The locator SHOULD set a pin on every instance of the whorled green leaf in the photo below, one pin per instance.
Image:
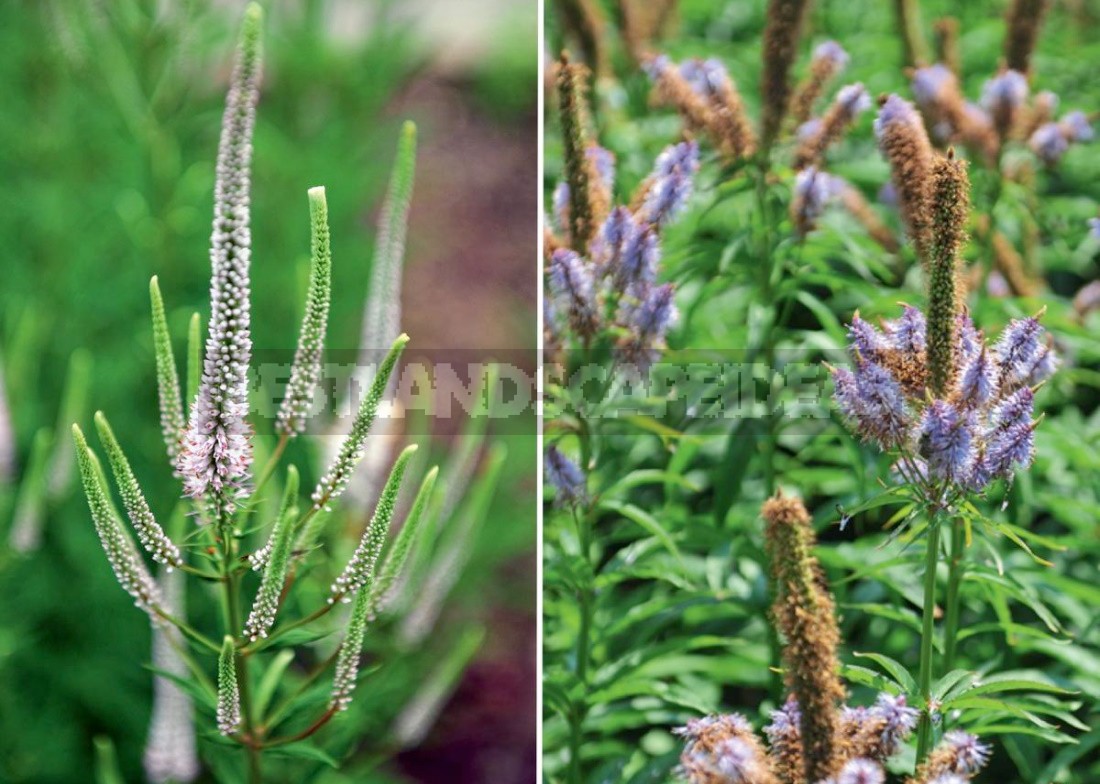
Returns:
(395, 561)
(121, 553)
(173, 420)
(150, 533)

_ _ _

→ **Task to complete**
Rewrite the rows above with "whorled" swapped for "spiral" and everything else unchanged, omitting the pictures.

→ **Correct result**
The locator SHOULD set a pin on every instance of the spiral green leaf in the photo below, one pin per instance.
Image:
Returns:
(395, 561)
(121, 553)
(173, 420)
(150, 533)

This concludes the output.